■ Records provided
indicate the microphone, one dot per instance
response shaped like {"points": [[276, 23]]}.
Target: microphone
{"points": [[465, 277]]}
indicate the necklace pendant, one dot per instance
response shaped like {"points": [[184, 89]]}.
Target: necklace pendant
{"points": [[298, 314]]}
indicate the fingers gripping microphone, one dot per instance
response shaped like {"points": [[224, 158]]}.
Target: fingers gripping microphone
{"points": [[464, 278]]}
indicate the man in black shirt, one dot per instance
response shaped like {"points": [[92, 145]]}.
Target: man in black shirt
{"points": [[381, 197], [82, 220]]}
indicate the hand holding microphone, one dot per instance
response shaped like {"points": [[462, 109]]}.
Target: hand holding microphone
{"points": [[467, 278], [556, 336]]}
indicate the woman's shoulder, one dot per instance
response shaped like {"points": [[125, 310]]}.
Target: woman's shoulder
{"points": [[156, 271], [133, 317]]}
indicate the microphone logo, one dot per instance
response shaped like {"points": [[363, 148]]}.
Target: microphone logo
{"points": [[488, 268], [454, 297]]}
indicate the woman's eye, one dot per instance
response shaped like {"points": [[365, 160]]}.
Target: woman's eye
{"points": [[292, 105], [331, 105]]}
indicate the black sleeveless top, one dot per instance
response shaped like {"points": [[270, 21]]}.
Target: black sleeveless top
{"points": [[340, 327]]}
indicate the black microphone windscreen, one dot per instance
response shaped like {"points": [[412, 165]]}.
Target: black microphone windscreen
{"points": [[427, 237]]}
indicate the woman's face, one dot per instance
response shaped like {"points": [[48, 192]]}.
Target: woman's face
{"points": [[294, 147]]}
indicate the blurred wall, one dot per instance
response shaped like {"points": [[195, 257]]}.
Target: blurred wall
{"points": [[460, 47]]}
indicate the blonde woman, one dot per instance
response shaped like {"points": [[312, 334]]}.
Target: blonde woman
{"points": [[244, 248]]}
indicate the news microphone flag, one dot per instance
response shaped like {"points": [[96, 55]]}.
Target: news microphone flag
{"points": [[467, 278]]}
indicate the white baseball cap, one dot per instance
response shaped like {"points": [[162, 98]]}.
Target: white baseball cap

■ Given exercise
Retype the material in full. Each word must match.

■ Expected answer
indicate the microphone, one dot per instance
response shaped like {"points": [[276, 23]]}.
Target: microphone
{"points": [[465, 277]]}
indicate the necklace pendant, one dot per instance
response shaped like {"points": [[184, 89]]}.
Target: necklace pendant
{"points": [[298, 314]]}
indicate the fingers gripping microphone, one dot per instance
response shaped like {"points": [[224, 158]]}.
Target: fingers gripping microphone
{"points": [[464, 278]]}
indicate the man in black shirt, one dot per instance
response shaped like {"points": [[92, 145]]}.
Target: man in black shirt
{"points": [[381, 197], [82, 220]]}
indicate the hand holding microphone, one dot per instance
response shaped like {"points": [[462, 109]]}.
Target: hand holding microphone
{"points": [[467, 278], [556, 336]]}
indicate the woman's shoulder, one dot per instance
response shaped like {"points": [[125, 310]]}.
Target: woman's shoulder
{"points": [[156, 271], [133, 317]]}
indicate the microphone logo, one dot per instance
response shaped like {"points": [[363, 148]]}.
Target: microphone logo
{"points": [[488, 268], [454, 297]]}
indicate the woman's eye, one dot per instance
response shaped like {"points": [[365, 160]]}.
Target: woman's eye
{"points": [[292, 105], [331, 105]]}
indicate the black sleeveless top, one dot per instance
response shaped like {"points": [[270, 21]]}.
Target: black sleeveless top
{"points": [[340, 327]]}
indicate the black microphone windscreen, one dot per instance
response shaped like {"points": [[412, 165]]}.
Target: black microphone windscreen
{"points": [[427, 237]]}
indicate the woman's face, one dot per instance
response shaped like {"points": [[48, 192]]}.
Target: woman's face
{"points": [[294, 147]]}
indicate the blurred wall, one dot per instance
response shaped like {"points": [[195, 257]]}.
Target: blurred wall
{"points": [[460, 47]]}
indicate the blonde woman, one dot per instance
response shaped like {"points": [[312, 334]]}.
Target: blonde woman
{"points": [[244, 248]]}
indicate the news microphone flag, one dot per instance
response shaped like {"points": [[96, 55]]}.
Target: news microphone flag
{"points": [[467, 278]]}
indicate the white baseball cap, one dot per instance
response shaped like {"points": [[162, 98]]}.
Target: white baseball cap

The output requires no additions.